§ Texte source:
_ _ _ _ _ _ _
Évolutions législatives, jurisprudentielles et doctrinales de septembre et octobre 2024.
Crémation des restes exhumés à la suite de la reprise d’une sépulture. Le Conseil constitutionnel juge insuffisant le dispositif d’information des tiers susceptibles de faire connaître la volonté du défunt.
Conseil constitutionnel - Décision n° 2024-1110 QPC du 31 octobre 2024
Le Conseil constitutionnel juge contraires au principe de sauvegarde de la dignité de la personne humaine certaines dispositions législatives relatives à la crémation des restes des défunts inhumés en terrain commun en cas de reprise de la sépulture par la commune.
En jeu, l’art. L. 2223-4 du Code Général des Collectivités Territoriales (CGCT), dans sa rédaction résultant de la loi n° 2011-525 du 17 mai 2011 de simplification et d’amélioration de la qualité du droit.
On sait que l’art. L. 2223-4 du CGCT impose, en cas de reprise d’une sépulture par la commune, de procéder à la réinhumation des restes exhumés dans un ossuaire aménagé ou à leur crémation. Les dispositions contestées de ce même article prévoient que la crémation peut être décidée par le maire "en l’absence d’opposition connue ou attestée du défunt".
Ces dispositions étaient critiquées pour ne pas prévoir d’obligation d’informer les proches du défunt inhumé en terrain commun en cas de reprise de la sépulture et dans le cas où le maire entend faire procéder à la crémation des restes exhumés, ce qui était de nature à les empêcher de faire connaître l’éventuelle opposition du défunt à la crémation.
_ _ _ _ _ _ _
§ Données fournies:
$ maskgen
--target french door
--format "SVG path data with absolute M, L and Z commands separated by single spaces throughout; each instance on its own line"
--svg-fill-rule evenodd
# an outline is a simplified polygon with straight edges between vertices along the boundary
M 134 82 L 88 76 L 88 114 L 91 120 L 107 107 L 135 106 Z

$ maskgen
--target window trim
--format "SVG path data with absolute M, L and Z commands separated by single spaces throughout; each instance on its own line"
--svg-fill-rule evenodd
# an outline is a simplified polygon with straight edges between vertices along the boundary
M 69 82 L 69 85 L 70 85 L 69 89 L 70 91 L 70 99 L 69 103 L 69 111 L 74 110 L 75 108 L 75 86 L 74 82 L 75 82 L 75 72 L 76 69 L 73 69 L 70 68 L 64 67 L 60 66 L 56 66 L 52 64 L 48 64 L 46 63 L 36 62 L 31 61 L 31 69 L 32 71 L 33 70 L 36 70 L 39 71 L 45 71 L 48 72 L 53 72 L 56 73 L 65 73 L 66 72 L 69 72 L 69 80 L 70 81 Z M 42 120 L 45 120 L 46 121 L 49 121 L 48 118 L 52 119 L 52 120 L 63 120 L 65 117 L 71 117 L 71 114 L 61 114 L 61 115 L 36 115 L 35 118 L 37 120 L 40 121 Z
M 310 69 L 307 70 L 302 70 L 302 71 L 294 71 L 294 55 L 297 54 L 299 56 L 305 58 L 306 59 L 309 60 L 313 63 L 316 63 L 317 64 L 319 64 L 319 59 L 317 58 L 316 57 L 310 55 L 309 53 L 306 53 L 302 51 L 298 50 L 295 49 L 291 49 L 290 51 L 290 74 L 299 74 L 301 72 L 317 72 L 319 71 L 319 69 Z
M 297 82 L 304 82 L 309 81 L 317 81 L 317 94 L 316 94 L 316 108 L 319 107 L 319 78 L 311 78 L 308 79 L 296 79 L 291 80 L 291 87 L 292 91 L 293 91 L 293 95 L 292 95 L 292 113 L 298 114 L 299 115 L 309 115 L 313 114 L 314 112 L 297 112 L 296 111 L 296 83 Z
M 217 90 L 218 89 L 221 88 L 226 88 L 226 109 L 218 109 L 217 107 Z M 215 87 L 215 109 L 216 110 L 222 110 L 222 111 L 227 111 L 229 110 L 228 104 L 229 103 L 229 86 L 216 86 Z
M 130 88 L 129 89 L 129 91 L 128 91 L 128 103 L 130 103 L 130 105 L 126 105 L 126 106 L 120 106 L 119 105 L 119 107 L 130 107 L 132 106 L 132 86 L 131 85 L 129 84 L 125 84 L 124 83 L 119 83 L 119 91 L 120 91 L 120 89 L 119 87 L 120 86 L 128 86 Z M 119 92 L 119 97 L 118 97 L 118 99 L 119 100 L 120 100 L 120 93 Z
_ _ _ _ _ _ _
§ Exercices à réaliser:
a. Relevez toutes les références à des textes juridiques (décision, article de code, loi) citées dans le texte sur la crémation des restes exhumés.
b. Modifiez le passage du texte sur la crémation des restes exhumés qui va de "Crémation des restes exhumés à" jusqu'à "qualité du droit." en remplaçant "sépulture" par "tombe".

§ Réponses:
a.
- Conseil constitutionnel, décision n° 2024-1110 QPC du 31 octobre 2024
- Article L. 2223-4 du Code Général des Collectivités Territoriales (CGCT)
- Loi n° 2011-525 du 17 mai 2011 de simplification et d'amélioration de la qualité du droit

b.
Crémation des restes exhumés à la suite de la reprise d’une tombe. Le Conseil constitutionnel juge insuffisant le dispositif d’information des tiers susceptibles de faire connaître la volonté du défunt.
Conseil constitutionnel - Décision n° 2024-1110 QPC du 31 octobre 2024
Le Conseil constitutionnel juge contraires au principe de sauvegarde de la dignité de la personne humaine certaines dispositions législatives relatives à la crémation des restes des défunts inhumés en terrain commun en cas de reprise de la tombe par la commune.
En jeu, l’art. L. 2223-4 du Code Général des Collectivités Territoriales (CGCT), dans sa rédaction résultant de la loi n° 2011-525 du 17 mai 2011 de simplification et d’amélioration de la qualité du droit.